● Task requirements
Repeat the material below verbatim, leaving out the pictures.
━━━━
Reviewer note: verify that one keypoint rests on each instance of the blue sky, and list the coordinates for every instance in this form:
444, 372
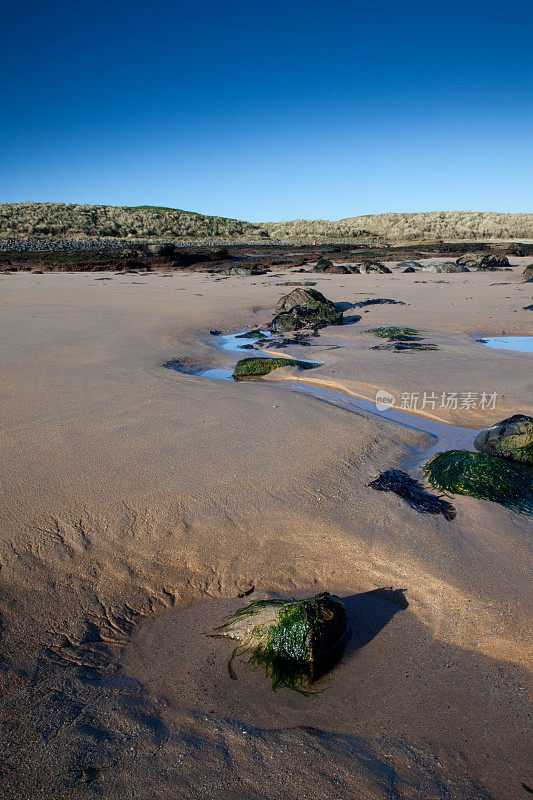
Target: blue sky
269, 111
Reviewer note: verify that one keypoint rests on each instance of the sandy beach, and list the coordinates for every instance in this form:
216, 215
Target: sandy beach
138, 502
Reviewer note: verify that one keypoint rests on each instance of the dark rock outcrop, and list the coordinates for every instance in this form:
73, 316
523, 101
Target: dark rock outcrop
409, 266
406, 487
445, 266
483, 262
511, 438
304, 308
369, 267
256, 367
295, 641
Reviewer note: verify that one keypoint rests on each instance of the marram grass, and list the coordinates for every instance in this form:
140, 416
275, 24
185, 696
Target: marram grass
481, 476
291, 640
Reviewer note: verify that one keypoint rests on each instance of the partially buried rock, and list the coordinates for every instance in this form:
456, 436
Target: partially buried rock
511, 439
409, 266
295, 641
484, 262
369, 267
481, 476
406, 487
528, 273
445, 266
322, 264
304, 308
256, 367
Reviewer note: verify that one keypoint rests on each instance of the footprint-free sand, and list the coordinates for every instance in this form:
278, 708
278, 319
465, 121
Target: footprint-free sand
136, 503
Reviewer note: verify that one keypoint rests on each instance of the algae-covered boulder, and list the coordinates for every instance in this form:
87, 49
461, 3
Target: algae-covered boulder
255, 367
410, 266
299, 297
305, 308
294, 641
483, 262
445, 266
511, 439
481, 476
369, 267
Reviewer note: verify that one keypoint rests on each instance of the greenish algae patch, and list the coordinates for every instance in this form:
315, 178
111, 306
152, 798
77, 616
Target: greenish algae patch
255, 367
481, 476
396, 334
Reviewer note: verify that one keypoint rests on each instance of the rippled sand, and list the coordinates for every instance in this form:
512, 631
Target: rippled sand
136, 503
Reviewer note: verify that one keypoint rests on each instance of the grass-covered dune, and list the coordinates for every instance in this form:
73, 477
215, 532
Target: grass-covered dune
430, 225
70, 221
62, 221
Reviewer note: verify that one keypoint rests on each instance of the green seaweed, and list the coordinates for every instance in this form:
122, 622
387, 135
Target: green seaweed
481, 476
255, 367
393, 333
286, 646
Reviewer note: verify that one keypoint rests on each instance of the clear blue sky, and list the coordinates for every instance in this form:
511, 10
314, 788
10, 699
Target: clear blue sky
267, 111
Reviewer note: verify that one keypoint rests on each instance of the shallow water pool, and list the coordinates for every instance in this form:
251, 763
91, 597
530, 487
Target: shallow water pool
520, 344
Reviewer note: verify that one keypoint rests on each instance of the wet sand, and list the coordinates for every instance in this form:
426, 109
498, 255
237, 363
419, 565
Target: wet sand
130, 492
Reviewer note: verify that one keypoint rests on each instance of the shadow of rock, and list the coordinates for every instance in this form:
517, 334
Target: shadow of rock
369, 612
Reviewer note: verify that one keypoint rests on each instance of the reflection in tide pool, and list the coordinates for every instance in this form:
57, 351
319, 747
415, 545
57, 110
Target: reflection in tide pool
520, 344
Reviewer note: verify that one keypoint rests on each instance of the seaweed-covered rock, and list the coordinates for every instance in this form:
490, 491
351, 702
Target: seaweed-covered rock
406, 487
255, 334
255, 366
294, 641
484, 262
322, 264
369, 267
410, 266
299, 297
378, 301
445, 266
305, 308
481, 476
392, 333
511, 439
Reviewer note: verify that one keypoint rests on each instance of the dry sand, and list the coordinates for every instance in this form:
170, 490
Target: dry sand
137, 502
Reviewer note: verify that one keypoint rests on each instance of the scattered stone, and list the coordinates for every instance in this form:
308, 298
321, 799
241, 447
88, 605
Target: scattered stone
393, 333
255, 334
406, 487
369, 267
528, 273
511, 438
483, 262
410, 266
321, 265
294, 641
398, 347
401, 339
255, 367
445, 266
304, 308
481, 476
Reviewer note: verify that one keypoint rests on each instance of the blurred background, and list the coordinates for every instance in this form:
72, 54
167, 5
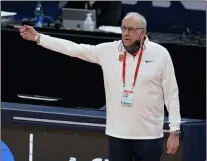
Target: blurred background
60, 101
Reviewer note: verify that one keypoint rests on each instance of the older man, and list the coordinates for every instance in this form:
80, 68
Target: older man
139, 78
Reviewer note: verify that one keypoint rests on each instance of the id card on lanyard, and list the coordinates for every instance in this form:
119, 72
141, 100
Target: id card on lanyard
127, 94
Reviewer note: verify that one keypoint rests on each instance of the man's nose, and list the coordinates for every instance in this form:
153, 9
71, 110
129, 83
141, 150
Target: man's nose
126, 32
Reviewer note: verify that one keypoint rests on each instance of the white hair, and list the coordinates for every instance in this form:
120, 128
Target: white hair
141, 18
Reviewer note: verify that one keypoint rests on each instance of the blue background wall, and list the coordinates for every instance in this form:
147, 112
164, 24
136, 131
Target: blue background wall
160, 19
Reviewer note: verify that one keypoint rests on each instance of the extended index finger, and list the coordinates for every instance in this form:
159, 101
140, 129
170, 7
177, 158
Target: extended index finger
19, 27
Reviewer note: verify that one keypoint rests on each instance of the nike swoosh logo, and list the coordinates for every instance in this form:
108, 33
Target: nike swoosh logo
148, 61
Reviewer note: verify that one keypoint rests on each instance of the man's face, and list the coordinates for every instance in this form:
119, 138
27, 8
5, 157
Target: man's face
131, 30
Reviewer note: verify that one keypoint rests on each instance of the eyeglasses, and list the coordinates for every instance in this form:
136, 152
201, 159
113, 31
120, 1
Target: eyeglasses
130, 29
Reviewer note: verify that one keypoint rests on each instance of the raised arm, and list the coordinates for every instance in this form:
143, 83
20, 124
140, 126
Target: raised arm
85, 52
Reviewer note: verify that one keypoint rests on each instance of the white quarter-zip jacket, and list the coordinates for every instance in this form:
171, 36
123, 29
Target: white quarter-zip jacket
156, 85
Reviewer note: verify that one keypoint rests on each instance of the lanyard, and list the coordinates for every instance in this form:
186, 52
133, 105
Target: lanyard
137, 68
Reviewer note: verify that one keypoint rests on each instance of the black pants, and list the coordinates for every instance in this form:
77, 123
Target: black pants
135, 150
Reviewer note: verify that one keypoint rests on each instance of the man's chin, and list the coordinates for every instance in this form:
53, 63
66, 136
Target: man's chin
127, 44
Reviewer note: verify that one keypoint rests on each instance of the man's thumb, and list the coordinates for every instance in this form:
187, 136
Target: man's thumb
28, 27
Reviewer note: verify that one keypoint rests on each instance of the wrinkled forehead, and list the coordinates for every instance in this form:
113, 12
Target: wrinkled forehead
131, 21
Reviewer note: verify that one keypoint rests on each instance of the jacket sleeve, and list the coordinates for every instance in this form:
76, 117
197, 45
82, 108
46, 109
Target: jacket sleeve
━━━━
● Solved problem
Reviewer note: verify that one keypoint rests on each instance of the blue sky, and list the coordinates for every instance in this form:
444, 372
Target: blue sky
269, 111
Reviewer note: verify that one keypoint rests on each instance of the sandy beach, and list the coordinates for every instance in this form:
216, 215
Target: sandy beach
138, 502
Reviewer note: verify that one keypoint rests on each instance of the dark rock outcrop, and list the coordinates for every instance in this form:
73, 316
523, 101
Target: dark rock outcrop
409, 266
406, 487
445, 266
483, 262
511, 438
304, 308
369, 267
256, 367
295, 641
Reviewer note: verify that one keypoint rests on each instance of the marram grass, and list the coordinates for every instance in this form:
140, 416
275, 24
185, 696
Target: marram grass
481, 476
291, 640
Reviewer note: verify that one keypoint rests on each instance of the partially buried rock, and list the coordinates for every instance in this form:
456, 436
Target: partially buried rock
511, 439
409, 266
295, 641
484, 262
369, 267
481, 476
406, 487
528, 273
445, 266
322, 264
304, 308
256, 367
Reviewer note: verify that one keypoint rests on each instance of the footprint-free sand, and list the coordinates for every instance in this form:
278, 708
278, 319
465, 121
Target: footprint-free sand
136, 503
Reviewer note: verify that one keypoint rests on each instance of the algae-covered boulder, and list the coordinates for every instance in this form:
87, 49
461, 3
Target: algae-covered boulder
255, 367
410, 266
299, 297
305, 308
294, 641
483, 262
445, 266
511, 439
481, 476
369, 267
Reviewer note: verify that one keypoint rests on each instance of the greenish algae patch, and list the coordinates for every instance in this form:
315, 178
111, 306
152, 798
77, 616
Target: greenish algae patch
255, 367
481, 476
396, 334
Reviewer note: verify that one keypoint rests on each instance of the rippled sand, and list the coordinates for every instance in this form:
512, 631
Target: rippled sand
136, 503
Reviewer note: verify that one keypoint rests on each instance of the grass-covered dune, and list the coordinates for every instance in this form:
73, 477
215, 532
Target: grass-covered dune
430, 225
70, 221
62, 221
Reviewer note: verify that one keypoint rests on each instance of the green seaweed, and list the coordinates for every instance in this form:
122, 622
387, 135
Target: green seaweed
481, 476
255, 367
393, 333
286, 646
Reviewer note: verify that one keypoint rests on each instance of the clear blue sky, and list the coordinates for every instance in this form:
511, 10
314, 788
10, 699
Target: clear blue sky
267, 111
Reviewer note: verify that one keypoint rests on each instance of the shallow water pool, and list the coordinates for every instance in this form:
251, 763
91, 597
530, 487
Target: shallow water pool
520, 344
Reviewer note: verify that one keypoint rests on each instance of the wet sand, and list the coordinates for every instance in this form:
426, 109
498, 255
237, 363
419, 565
Target: wet sand
130, 492
Reviewer note: verify that one keypoint rests on each instance of the shadow of rock, and list the coordinates for every instance in this form:
517, 334
Target: shadow of rock
369, 612
Reviewer note: verify that one keypoint rests on each instance of the reflection in tide pool, and list the coordinates for every instance in this form:
57, 351
319, 747
415, 545
57, 110
Target: reflection in tide pool
520, 344
Reviewer note: verify that one keypoint rests on each instance of the seaweed-covered rock, and list the coordinates for every instance in this form:
490, 491
351, 702
Target: seaweed-covered rock
406, 487
255, 334
255, 366
294, 641
484, 262
322, 264
369, 267
410, 266
299, 297
378, 301
445, 266
305, 308
481, 476
392, 333
511, 439
Reviewer note: verify that one keypoint rests on each instance of the dry sand, and list the coordinates for every instance in this form:
170, 490
Target: dry sand
137, 502
Reviewer note: verify that one keypoint rests on each instance of the scattered stone, and list the coordinates for every instance in this form:
308, 298
321, 799
241, 447
88, 605
Target: scattered stone
393, 333
255, 334
406, 487
369, 267
528, 273
511, 438
483, 262
410, 266
321, 265
294, 641
398, 347
401, 339
255, 367
445, 266
304, 308
481, 476
Reviewer note: verify that one keypoint rests on each instance of the blurred background, and list the coordinates for every instance in this form:
72, 54
167, 5
Target: blurred background
60, 101
Reviewer note: verify that one keypoint rests on each instance of the older man, and list the coordinates for every instance in this form:
80, 68
Target: older man
139, 78
Reviewer note: verify that one keypoint rests on each instance of the id card on lanyard, and list the coordinates for every instance in this form:
119, 72
141, 100
Target: id card on lanyard
127, 94
Reviewer note: verify that one keypoint rests on each instance of the man's nose, and list the coordinates for every instance in this form:
153, 9
71, 110
129, 83
141, 150
Target: man's nose
126, 32
Reviewer note: verify that one keypoint rests on each instance of the white hair, and list the coordinates for every instance in this form:
120, 128
Target: white hair
141, 18
Reviewer note: verify that one keypoint rests on each instance of the blue background wall, and list the coordinates for every instance in this form:
147, 112
164, 24
136, 131
Target: blue background wall
160, 19
Reviewer note: verify that one keypoint rests on each instance of the extended index finger, and list the coordinates for every instance in this form:
159, 101
140, 129
170, 7
177, 158
Target: extended index finger
19, 27
Reviewer note: verify that one keypoint rests on each instance of the nike swoosh logo, and list the coordinates for every instance in this form:
108, 33
Target: nike swoosh logo
148, 61
Reviewer note: verify that one keypoint rests on each instance of the man's face, and list the coordinates for every instance in this form:
119, 138
27, 8
5, 157
Target: man's face
131, 30
Reviewer note: verify that one keypoint rests on each instance of the eyeglasses, and list the coordinates for every instance in this form:
136, 152
201, 159
113, 31
120, 1
Target: eyeglasses
130, 29
Reviewer note: verify that one keypoint rests on each instance of the raised arm, and list the coordinates for every instance in this form:
143, 83
20, 124
140, 126
Target: raised arm
85, 52
Reviewer note: verify that one keypoint rests on each instance of the white quarter-zip jacket, and list the coordinates for every instance in this form:
171, 36
123, 29
Target: white quarter-zip jacket
156, 85
Reviewer note: verify that one keypoint rests on each instance of the lanyard, and list the coordinates for every instance in this form:
186, 52
133, 105
Target: lanyard
137, 68
Reviewer note: verify that one keypoint rests on each instance of the black pants, and list the coordinates for every instance in this form:
77, 123
Target: black pants
135, 150
Reviewer note: verify that one keypoint rests on each instance of the man's chin, and list the coordinates for every instance in this form:
53, 63
66, 136
Target: man's chin
127, 44
Reviewer note: verify that one keypoint rests on each instance of the man's thumb, and list the coordinates for every instance in this form:
187, 136
Target: man's thumb
28, 27
Reviewer note: verify that one keypoint rests on each instance of the wrinkled forehead, and list the coordinates for every instance in this form:
113, 12
Target: wrinkled forehead
131, 21
Reviewer note: verify that one keypoint rests on each instance of the jacket sleeve, and list the coordinates for every instance in this form:
76, 117
197, 45
82, 108
46, 109
Target: jacket sleeve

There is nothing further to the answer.